■ TRECHO SELECIONADO ■

O destino, somos nós que decidimos
Quando o presidente do União Brasil anunciou, na quinta-feira passada (05.05.22), que o partido abdicou do processo de escolha do candidato a presidente da República junto com outros postulantes da chamada terceira via e decidiu lançar uma chapa “puro sangue”, não foi surpresa a ninguém que conhece o sistema partidário no Brasil.
Um observador externo, entretanto, se perguntaria a partir de qual estudo essa estratégia do partido foi elaborada.
Desconhecido nacionalmente, e sem uma figura que possa amalgamar emoções, o resultado provável é a derrota, a menos que outros interesses estejam camuflados.
Há uma lógica e ela é perversa. Indica que o desinteresse pela disputa eleitoral, suportada em programas, é substituído pelo interesse menos nobre de compor no futuro, com qualquer dos candidatos vencedores, auferindo vantagens.
No mundo de agora, um país distópico se torna realidade, com a exacerbação dos conflitos ideológicos em um processo de anomalias emocionais e cognitivas das elites, dos políticos e do povo.
Steven Levitsky e Daniel Ziblatt, no livro COMO AS DEMOCRACIAS MORREM (Editora Zahar, 2018), alertam para os caminhos tortuosos que as democracias vêm percorrendo para desviar-se de adversários radicais aos seus princípios basilares.
A política é um jogo de sedução, no qual se pretende conquistar os corações dos eleitores, com propostas sustentáveis e encaixadas temporalmente. Não é uma batalha entre bárbaros para conquistar espólios.
Quando rivais políticos se tornam inimigos figadais, a disputa se envilece, se obscurece e se transforma em um pesadelo, do qual o sistema diariamente desperta, precisando fugir da crise contratada pelos contendores.
Os partidos políticos no Brasil teimam em desconhecer esse postulado. Por meras agrupações que subsistem em torno de sinecuras, idealismo é coisa de fracos.
Os autores do best-seller indicam que para a defesa da democracia contra lideranças exóticas, que ofendem a tolerância mútua e a reserva institucional, as coalizões mais efetivas são as que reúnem grupos com opiniões divergentes, que se unem em torno de um objetivo comum.
Isso não significa abandonar as causas que lhes importam. Isso significa absorver desacordos temporariamente, a fim de encontrar bases éticas e morais comuns.
Era essa a proposta sonhadora há seis meses, quando começou a campanha eleitoral não oficial. Ficou pelo caminho.

■ TAREFAS A REALIZAR ■
a. Segundo o trecho selecionado, por qual editora e em que ano saiu o livro de Steven Levitsky e Daniel Ziblatt?
b. Transcreva do trecho selecionado tudo o que vai desde "Um observador externo, entretanto, se" até "vencedores, auferindo vantagens.".

■ TRECHO DOS REGISTROS ■
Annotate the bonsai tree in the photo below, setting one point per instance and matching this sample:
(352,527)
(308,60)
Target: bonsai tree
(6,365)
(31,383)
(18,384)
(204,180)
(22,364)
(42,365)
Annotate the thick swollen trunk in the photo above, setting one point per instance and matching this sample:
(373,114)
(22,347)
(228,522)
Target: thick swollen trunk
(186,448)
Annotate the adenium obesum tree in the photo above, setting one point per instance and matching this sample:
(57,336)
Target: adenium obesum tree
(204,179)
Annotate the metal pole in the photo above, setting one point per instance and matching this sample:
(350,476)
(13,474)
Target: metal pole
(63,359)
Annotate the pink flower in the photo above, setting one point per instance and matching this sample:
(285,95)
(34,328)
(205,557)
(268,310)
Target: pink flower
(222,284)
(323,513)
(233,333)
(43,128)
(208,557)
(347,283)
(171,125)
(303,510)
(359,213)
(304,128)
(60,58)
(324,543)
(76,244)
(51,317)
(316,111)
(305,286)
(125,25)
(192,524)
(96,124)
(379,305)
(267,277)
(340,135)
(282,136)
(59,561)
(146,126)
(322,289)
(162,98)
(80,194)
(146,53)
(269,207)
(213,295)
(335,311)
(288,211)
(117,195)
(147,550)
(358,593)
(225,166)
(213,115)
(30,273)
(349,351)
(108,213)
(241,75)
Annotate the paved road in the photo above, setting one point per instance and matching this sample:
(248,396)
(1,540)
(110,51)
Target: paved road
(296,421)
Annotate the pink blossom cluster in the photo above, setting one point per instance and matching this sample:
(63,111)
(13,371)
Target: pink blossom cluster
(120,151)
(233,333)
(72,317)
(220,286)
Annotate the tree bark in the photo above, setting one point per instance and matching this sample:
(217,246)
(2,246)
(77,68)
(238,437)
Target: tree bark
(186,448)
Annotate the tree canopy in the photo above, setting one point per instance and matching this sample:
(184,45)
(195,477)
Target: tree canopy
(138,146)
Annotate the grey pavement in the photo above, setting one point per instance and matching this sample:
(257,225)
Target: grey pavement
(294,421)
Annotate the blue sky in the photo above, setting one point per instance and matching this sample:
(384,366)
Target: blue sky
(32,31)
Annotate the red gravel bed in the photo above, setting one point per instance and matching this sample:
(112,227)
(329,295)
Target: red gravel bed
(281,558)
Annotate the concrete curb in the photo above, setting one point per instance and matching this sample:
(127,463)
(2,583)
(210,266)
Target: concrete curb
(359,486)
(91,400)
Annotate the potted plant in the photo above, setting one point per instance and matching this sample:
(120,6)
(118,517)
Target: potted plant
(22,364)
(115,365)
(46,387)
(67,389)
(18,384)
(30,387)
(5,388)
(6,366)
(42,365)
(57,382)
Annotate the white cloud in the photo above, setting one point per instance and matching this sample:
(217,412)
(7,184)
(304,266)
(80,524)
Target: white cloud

■ RESULTADOS EM ORDEM ■
a. Pela Editora Zahar, em 2018.

b.
Um observador externo, entretanto, se perguntaria a partir de qual estudo essa estratégia do partido foi elaborada.
Desconhecido nacionalmente, e sem uma figura que possa amalgamar emoções, o resultado provável é a derrota, a menos que outros interesses estejam camuflados.
Há uma lógica e ela é perversa. Indica que o desinteresse pela disputa eleitoral, suportada em programas, é substituído pelo interesse menos nobre de compor no futuro, com qualquer dos candidatos vencedores, auferindo vantagens.